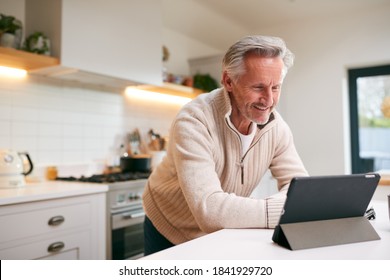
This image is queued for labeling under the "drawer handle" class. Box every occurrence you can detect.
[47,241,65,253]
[48,216,65,226]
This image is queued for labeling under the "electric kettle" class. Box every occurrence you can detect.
[0,149,33,189]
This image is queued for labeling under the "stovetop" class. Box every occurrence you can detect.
[56,172,150,183]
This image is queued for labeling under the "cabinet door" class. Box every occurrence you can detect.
[0,231,92,260]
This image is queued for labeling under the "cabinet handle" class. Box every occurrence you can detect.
[48,216,65,226]
[47,241,65,253]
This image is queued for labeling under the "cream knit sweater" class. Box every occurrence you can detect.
[143,89,307,244]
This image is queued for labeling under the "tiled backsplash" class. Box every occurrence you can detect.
[0,76,180,175]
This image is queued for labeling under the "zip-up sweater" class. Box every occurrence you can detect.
[143,88,307,244]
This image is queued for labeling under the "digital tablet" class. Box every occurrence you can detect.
[272,173,380,243]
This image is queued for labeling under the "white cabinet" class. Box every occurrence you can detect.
[0,193,106,260]
[25,0,162,85]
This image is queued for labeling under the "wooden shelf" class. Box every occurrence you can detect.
[135,83,203,98]
[0,47,59,71]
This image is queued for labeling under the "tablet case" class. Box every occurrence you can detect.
[272,174,380,250]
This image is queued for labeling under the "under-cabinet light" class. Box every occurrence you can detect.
[126,87,191,105]
[0,66,27,78]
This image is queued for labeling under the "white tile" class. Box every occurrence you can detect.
[38,122,62,137]
[62,124,84,138]
[62,149,85,164]
[83,124,103,138]
[0,135,11,149]
[62,137,83,151]
[62,111,85,124]
[36,150,63,165]
[11,121,38,138]
[11,136,37,153]
[38,109,64,124]
[0,120,11,137]
[11,106,39,121]
[37,136,63,151]
[0,104,12,120]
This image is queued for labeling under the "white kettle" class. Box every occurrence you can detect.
[0,149,33,189]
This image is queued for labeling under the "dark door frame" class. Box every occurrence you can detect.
[348,64,390,173]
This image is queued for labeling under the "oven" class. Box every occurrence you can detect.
[107,180,146,260]
[57,172,150,260]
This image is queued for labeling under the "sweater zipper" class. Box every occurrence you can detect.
[240,158,244,185]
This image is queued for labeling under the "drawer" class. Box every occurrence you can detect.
[0,202,91,244]
[0,231,91,260]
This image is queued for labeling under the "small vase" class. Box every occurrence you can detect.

++++++++++

**WRITTEN REQUEST**
Show each line from the records above that contains the string "drawer", reproducing every such line in full.

**OUTPUT OF THE EXERCISE**
This image is queued for labeling under the "drawer handle" class. Box every occurrence you can detect.
This image is queued for labeling under the "drawer" class. Box every occurrence you can detect.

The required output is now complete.